TEXT SHOWN:
>>>
More than 600 National Guardsmen converged on Valhalla last weekend, all of them there to prepare for the worst-case scenario—a chemical disaster.
About 400 members of New York’s National Guard soldiers and airmen, along with another 200 members from the New Jersey National Guard, took part in hazardous material disaster response training at the Westchester County Fire Training Center for four days.
With a designated area set up, fake victims and guardsmen wearing hazardous material suits—essentially rubber head to toe—the goal of the weekend was to build better cohesion, with multiple bases taking part in the training.
In this case, guardsmen were responding to a fake train derailment and ensuing chemical spill.
The training incident was specifically a train derailment involving a chemical spill, with an Amtrak train nearby and passengers becoming infected. From there responders searched for passengers and got them away from the spill and if they were infected, decontaminate and provide medical stabilization.
The practice, New York National Guard Col. Richard Goldenberg said is critical.
“The best way to say it is nobody ever wants to see something like this ever happen,” Goldenberg said. “But if something bad were to really happen, you’d want know those responders had some training and the best thing we can say about this is it’s not going to be the first time we’ve interacted with Westchester County.”
While the press was invited to view the training for a day, the drills and exercises lasted through the weekend. There were crawling, walking, and then running stages, each interval up resulting in a quicker and hopefully more flawless routine.
<<<
TASK LIST:
1. In the article on the National Guard chemical disaster training, how many days did the training at the Westchester County Fire Training Center last?
2. Write the next part of the article on the National Guard chemical disaster training, starting after its final sentence.
The rows that come after this article have nothing to do with it.

MATERIAL PROVIDED:
>>>
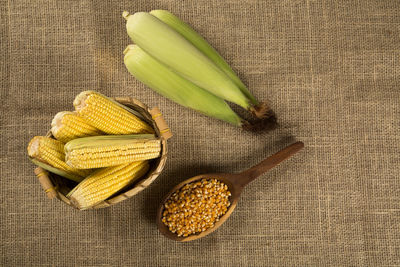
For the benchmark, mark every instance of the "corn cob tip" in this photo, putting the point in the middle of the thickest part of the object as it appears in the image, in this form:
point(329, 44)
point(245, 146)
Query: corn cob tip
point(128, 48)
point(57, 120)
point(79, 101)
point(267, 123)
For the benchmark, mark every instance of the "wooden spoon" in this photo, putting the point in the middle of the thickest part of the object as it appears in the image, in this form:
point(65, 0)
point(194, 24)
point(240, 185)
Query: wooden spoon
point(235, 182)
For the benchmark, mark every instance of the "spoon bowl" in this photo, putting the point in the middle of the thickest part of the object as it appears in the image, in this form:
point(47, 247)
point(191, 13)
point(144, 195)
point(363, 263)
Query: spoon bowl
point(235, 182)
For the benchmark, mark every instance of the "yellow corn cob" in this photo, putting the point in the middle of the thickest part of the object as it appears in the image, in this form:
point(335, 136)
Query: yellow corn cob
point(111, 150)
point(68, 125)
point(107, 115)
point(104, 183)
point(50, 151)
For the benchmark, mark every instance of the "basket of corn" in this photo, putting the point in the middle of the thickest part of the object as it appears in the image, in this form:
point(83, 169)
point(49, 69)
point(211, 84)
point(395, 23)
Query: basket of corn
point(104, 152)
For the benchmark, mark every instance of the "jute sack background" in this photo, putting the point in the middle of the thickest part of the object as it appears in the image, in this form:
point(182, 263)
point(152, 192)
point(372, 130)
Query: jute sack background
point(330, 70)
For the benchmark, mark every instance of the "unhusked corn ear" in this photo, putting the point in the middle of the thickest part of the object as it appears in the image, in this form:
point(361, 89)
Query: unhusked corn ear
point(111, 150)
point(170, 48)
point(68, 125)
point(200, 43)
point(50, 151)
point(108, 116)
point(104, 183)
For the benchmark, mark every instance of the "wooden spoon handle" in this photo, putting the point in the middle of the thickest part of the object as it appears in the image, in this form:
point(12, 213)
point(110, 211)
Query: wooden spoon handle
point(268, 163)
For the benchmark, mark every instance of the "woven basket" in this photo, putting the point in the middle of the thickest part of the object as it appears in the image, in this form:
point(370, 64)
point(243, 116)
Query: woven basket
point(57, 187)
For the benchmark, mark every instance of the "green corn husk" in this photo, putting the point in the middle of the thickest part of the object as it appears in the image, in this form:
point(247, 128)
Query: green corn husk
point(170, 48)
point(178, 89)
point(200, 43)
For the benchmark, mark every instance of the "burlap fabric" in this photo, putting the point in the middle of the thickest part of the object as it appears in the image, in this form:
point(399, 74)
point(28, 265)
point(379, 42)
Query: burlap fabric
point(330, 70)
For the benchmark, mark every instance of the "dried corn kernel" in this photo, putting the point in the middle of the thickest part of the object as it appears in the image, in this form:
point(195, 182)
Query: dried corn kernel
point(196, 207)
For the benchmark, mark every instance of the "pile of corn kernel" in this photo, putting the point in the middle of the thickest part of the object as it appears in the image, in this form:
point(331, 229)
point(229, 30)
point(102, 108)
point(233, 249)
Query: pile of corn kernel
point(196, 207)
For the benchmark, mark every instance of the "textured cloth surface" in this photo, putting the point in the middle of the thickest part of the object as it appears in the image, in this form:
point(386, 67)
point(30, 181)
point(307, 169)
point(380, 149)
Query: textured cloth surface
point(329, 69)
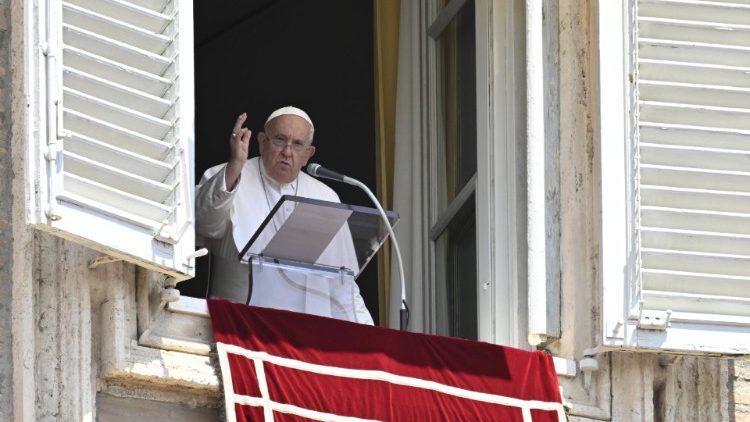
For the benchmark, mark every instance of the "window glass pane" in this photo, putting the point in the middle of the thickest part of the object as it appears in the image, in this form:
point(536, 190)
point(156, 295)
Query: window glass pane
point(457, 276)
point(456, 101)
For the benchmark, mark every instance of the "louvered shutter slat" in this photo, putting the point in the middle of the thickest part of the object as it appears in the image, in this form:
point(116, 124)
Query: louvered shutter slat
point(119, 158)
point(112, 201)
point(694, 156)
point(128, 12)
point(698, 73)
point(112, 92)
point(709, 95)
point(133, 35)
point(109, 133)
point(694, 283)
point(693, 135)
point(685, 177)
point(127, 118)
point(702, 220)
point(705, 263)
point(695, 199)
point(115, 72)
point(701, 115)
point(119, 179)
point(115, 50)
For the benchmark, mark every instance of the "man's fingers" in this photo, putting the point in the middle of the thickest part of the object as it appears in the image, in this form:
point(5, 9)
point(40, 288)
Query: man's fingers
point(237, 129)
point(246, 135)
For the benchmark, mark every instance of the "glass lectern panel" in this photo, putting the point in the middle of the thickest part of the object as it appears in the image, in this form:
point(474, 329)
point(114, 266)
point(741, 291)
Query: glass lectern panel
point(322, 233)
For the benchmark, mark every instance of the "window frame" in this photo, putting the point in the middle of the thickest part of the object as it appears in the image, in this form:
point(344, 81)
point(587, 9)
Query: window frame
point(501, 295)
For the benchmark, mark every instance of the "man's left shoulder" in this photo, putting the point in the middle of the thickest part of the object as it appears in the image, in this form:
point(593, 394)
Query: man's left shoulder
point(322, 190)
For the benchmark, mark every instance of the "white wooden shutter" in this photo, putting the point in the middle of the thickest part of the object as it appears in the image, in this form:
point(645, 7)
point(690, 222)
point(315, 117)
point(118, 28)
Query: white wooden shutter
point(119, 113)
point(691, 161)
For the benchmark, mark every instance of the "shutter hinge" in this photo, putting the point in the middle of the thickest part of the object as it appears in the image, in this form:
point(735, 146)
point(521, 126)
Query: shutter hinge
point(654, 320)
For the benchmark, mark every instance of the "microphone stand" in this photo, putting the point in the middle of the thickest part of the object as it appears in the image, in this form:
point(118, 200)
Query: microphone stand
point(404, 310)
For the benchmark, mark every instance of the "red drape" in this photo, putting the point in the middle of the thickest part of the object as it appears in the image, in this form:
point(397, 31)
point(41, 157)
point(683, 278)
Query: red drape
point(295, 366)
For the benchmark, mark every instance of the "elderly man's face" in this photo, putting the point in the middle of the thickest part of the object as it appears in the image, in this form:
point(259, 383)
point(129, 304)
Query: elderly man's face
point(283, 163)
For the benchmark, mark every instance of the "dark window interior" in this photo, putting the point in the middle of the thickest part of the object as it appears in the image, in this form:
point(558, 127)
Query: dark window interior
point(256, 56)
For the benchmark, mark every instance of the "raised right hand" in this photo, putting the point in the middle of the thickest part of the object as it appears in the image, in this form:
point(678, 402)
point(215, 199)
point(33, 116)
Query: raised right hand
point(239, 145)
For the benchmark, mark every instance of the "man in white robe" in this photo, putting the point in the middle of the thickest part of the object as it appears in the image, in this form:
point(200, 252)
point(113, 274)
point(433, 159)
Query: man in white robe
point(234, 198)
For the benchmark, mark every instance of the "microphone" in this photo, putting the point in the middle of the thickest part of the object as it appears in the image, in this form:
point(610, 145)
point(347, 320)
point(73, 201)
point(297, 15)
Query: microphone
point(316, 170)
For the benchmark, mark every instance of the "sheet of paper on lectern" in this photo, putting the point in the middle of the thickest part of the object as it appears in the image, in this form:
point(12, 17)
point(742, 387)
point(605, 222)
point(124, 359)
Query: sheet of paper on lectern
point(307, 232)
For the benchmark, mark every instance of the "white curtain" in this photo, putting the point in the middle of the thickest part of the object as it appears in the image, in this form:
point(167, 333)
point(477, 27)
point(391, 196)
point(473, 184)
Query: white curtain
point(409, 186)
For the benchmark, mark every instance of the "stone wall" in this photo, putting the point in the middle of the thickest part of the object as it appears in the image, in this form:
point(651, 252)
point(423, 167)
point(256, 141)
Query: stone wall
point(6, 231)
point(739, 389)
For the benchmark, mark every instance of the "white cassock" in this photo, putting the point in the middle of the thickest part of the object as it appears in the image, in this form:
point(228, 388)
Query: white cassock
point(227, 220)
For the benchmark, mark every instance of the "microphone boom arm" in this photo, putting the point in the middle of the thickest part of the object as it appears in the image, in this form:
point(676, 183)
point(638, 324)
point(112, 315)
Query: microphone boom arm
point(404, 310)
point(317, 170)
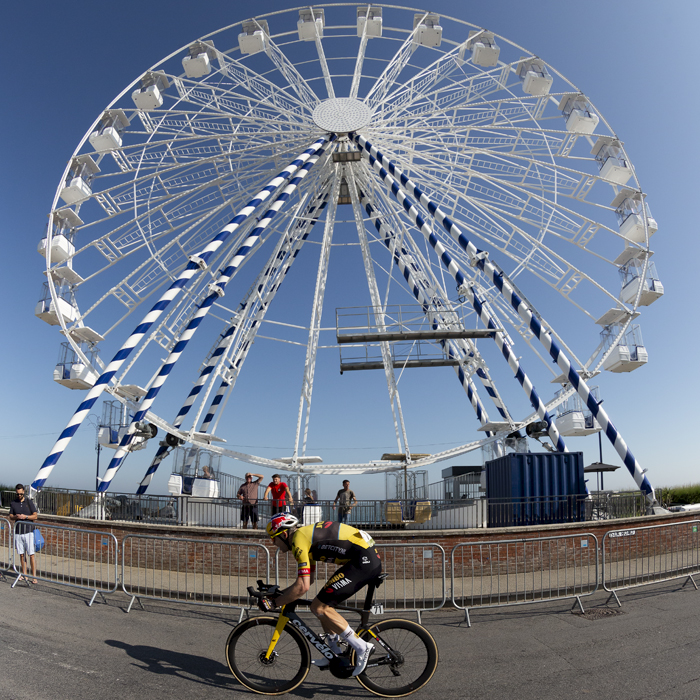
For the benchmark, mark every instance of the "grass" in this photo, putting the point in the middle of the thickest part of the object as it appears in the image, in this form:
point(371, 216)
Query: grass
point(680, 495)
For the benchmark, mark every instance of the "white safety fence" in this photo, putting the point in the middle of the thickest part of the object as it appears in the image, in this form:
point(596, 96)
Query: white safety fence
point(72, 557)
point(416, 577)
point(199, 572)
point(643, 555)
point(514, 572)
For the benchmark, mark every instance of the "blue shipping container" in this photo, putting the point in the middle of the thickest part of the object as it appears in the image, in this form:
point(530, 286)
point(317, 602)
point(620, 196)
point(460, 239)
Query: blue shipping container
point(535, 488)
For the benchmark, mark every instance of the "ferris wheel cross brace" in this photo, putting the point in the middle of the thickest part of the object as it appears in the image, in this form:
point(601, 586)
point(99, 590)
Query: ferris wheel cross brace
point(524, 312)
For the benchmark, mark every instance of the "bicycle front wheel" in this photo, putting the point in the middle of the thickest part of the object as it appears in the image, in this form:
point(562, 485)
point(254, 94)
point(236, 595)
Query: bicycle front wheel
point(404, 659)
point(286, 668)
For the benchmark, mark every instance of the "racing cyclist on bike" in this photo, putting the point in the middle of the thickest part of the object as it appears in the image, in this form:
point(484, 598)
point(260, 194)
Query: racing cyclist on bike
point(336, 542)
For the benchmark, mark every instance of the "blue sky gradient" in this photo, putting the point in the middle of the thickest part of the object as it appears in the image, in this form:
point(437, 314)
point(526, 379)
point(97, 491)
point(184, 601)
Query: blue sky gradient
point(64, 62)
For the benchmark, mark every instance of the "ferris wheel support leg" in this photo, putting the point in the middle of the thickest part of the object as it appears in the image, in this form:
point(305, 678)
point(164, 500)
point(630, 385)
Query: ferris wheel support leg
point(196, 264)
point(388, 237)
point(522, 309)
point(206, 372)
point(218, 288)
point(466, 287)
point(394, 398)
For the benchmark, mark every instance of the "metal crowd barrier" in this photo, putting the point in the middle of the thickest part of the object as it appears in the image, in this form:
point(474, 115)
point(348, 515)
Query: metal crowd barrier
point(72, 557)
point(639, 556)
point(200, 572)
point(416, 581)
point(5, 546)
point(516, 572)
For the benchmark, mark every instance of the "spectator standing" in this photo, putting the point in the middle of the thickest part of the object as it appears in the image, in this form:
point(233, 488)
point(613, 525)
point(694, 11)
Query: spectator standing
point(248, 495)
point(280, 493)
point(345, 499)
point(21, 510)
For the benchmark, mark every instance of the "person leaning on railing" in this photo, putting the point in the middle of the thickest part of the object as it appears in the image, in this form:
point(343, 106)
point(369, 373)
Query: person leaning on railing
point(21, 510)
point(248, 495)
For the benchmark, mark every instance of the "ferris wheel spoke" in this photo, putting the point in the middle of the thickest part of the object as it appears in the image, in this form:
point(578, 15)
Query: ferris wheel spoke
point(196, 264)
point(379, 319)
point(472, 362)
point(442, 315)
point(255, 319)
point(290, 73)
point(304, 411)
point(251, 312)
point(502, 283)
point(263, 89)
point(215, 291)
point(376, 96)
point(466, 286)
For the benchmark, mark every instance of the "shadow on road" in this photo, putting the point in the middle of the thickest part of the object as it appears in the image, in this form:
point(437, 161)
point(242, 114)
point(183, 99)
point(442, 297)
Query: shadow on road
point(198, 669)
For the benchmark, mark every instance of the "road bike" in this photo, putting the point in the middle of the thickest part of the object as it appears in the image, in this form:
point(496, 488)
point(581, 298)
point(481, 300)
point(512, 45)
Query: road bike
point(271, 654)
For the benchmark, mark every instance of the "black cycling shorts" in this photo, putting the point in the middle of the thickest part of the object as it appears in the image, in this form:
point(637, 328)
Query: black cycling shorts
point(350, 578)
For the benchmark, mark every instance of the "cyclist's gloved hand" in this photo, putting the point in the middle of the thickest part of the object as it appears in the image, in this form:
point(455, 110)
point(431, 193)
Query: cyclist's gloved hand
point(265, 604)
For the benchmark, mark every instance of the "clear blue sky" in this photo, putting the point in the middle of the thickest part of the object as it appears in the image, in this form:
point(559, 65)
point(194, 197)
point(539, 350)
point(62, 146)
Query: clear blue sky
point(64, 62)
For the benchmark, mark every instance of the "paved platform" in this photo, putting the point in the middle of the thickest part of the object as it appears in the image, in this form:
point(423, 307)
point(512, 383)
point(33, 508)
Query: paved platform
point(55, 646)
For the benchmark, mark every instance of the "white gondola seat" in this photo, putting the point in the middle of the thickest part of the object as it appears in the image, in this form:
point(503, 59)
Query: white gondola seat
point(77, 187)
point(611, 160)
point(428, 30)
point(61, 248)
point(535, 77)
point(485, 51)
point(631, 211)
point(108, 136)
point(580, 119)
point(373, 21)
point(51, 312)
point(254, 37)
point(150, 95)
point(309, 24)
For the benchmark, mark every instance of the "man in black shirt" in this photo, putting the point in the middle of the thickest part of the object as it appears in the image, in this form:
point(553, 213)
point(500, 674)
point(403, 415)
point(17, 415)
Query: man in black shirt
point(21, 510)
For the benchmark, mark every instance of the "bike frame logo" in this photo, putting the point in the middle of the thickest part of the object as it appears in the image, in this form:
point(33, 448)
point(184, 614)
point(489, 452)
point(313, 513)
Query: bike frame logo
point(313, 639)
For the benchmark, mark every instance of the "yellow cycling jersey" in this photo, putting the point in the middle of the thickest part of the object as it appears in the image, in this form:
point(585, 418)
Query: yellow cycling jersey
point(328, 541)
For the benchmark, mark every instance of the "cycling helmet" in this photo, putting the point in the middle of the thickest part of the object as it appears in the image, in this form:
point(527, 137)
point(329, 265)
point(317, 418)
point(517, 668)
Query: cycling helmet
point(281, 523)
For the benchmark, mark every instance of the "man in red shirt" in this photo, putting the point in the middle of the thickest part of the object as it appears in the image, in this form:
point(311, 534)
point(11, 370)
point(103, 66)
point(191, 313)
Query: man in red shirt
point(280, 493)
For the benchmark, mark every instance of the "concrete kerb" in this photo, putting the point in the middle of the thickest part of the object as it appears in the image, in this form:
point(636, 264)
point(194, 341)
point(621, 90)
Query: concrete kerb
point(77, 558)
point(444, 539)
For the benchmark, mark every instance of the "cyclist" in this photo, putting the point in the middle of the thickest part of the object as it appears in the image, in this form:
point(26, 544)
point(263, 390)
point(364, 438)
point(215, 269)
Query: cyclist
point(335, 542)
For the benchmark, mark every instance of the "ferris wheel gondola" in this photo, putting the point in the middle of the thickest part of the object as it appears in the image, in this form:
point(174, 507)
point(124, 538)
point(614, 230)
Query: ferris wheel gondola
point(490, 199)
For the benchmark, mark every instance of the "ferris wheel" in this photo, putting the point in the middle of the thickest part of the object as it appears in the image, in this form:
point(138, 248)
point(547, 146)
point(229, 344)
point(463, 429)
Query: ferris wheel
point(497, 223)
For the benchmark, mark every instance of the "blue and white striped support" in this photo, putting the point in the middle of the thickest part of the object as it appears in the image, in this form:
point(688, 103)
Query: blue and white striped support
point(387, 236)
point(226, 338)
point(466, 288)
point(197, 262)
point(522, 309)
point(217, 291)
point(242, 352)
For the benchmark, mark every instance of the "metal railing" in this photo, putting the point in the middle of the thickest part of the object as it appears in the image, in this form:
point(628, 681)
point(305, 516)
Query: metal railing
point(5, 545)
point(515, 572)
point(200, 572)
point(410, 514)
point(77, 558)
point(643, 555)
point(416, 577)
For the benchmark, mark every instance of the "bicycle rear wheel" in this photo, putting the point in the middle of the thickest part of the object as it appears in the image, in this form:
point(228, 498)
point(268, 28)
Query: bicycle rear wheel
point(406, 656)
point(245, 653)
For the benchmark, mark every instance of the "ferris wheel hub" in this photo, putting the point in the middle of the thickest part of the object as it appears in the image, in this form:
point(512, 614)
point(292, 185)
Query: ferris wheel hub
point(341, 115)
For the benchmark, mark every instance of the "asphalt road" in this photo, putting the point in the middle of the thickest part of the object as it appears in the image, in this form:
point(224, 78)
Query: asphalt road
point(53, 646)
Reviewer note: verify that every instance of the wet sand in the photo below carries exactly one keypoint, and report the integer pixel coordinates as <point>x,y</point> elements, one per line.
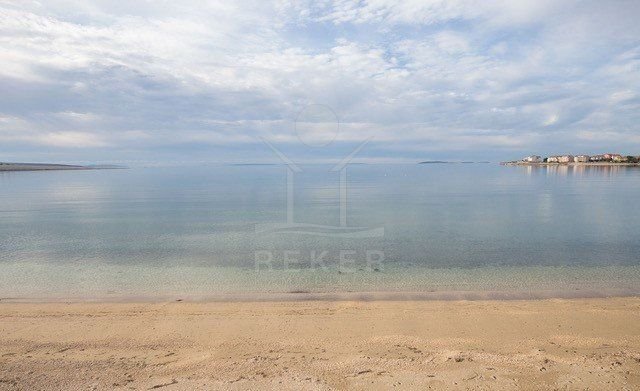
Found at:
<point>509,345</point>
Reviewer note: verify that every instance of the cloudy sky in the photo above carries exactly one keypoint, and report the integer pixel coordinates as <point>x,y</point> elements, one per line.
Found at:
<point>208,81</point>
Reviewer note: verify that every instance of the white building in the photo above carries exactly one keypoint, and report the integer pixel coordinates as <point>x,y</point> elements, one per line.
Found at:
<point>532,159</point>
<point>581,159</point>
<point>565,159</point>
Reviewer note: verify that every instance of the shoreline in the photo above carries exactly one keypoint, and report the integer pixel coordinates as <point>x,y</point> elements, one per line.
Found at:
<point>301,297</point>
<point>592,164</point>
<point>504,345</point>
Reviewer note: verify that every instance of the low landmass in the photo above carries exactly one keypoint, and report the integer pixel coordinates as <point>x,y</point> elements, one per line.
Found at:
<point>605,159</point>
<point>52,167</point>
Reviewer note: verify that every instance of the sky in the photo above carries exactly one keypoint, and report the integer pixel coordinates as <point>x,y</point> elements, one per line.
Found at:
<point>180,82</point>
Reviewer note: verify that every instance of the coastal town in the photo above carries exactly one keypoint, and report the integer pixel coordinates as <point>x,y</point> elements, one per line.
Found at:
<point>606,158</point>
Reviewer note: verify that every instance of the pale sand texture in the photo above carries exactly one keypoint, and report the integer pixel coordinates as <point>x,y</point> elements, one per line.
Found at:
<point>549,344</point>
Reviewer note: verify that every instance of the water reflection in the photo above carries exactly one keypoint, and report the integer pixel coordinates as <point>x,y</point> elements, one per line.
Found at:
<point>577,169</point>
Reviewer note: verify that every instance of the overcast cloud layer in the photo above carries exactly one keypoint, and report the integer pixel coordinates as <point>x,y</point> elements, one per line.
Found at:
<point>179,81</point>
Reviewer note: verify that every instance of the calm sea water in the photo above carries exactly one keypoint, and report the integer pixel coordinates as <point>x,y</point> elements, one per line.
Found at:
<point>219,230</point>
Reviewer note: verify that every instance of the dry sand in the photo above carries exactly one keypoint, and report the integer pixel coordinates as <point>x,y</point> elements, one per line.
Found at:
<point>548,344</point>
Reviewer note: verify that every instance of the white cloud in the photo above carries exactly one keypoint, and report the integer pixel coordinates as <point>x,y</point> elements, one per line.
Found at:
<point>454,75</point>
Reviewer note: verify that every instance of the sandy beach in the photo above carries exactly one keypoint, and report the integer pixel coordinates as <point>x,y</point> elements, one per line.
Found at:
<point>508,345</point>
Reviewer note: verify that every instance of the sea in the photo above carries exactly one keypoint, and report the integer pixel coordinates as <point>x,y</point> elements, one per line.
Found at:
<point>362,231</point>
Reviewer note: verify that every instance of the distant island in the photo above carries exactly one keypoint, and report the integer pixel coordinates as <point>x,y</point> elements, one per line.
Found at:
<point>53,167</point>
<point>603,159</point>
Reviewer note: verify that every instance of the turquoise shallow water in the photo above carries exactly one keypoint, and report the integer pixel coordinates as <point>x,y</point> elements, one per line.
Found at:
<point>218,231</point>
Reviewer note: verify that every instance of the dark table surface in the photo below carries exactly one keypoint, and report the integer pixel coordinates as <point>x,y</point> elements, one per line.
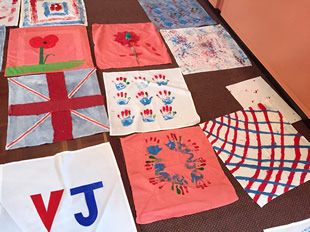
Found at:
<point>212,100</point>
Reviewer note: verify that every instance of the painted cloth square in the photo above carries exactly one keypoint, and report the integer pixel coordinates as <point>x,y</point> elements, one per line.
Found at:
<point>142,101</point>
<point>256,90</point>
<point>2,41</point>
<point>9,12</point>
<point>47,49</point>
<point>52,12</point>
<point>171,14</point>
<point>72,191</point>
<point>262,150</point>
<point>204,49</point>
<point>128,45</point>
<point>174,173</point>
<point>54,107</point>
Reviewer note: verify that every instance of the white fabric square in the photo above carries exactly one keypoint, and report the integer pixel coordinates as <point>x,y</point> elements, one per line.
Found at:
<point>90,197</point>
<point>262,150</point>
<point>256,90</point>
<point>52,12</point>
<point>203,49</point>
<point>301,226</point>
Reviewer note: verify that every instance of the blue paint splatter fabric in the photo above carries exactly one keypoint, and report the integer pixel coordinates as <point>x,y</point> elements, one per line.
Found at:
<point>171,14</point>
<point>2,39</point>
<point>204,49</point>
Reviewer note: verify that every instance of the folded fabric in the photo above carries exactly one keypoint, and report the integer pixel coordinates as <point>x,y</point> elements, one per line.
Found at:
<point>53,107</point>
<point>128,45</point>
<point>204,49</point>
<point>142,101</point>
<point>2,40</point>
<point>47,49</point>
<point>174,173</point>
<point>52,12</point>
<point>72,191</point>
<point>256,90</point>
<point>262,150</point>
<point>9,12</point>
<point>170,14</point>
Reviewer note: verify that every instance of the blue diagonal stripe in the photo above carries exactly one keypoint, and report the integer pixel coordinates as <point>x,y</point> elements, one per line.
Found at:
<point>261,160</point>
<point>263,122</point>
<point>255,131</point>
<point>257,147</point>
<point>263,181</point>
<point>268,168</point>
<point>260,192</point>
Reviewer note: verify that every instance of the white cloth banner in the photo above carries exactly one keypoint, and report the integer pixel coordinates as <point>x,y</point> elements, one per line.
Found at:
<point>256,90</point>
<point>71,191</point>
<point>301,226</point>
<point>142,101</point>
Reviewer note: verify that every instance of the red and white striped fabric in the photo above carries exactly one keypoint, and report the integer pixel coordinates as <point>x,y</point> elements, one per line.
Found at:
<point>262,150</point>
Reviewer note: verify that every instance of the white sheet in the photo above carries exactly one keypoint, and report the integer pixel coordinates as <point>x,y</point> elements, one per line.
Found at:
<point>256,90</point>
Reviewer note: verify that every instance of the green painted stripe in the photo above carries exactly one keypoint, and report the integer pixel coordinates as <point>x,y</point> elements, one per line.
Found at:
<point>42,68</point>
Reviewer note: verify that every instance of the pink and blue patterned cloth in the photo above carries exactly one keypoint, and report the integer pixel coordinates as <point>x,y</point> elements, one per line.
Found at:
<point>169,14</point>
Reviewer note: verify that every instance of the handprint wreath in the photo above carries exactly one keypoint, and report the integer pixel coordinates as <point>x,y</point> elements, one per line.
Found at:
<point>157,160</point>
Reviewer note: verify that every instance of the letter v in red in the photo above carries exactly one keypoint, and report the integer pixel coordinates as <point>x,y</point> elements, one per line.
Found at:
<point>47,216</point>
<<<
RESPONSES TO THE TASKS:
1. Four days.

2.
Observers and evaluators were both on site, consistently asking the guardsmen, “is this how you’d really do it? Maybe there’s a better way”
Captain John Fitzpatrick of the 227 Chemical Company in Fort Hamilton said during the crawl phase, there are on the site corrections. During the walk phase certain intervals are executed to run through, with discussion afterward and then in the run phase, the exercise takes its full course and is then evaluated at the very end.
Fitzpatrick said the gap between training and a possible real life incident is “very minimal.”
“(There are) proficiencies required to be maintained throughout the year and this is just a chance to prove that,” Fitzpatrick said.
The Homeland Response Force Region II, or HRF, was established by the Department of Defense and is the team that took part in the exercise. HRF Region II is designed to assist or relieve local first responders in New York, New Jersey, Puerto Rico, or the American Virgin Islands.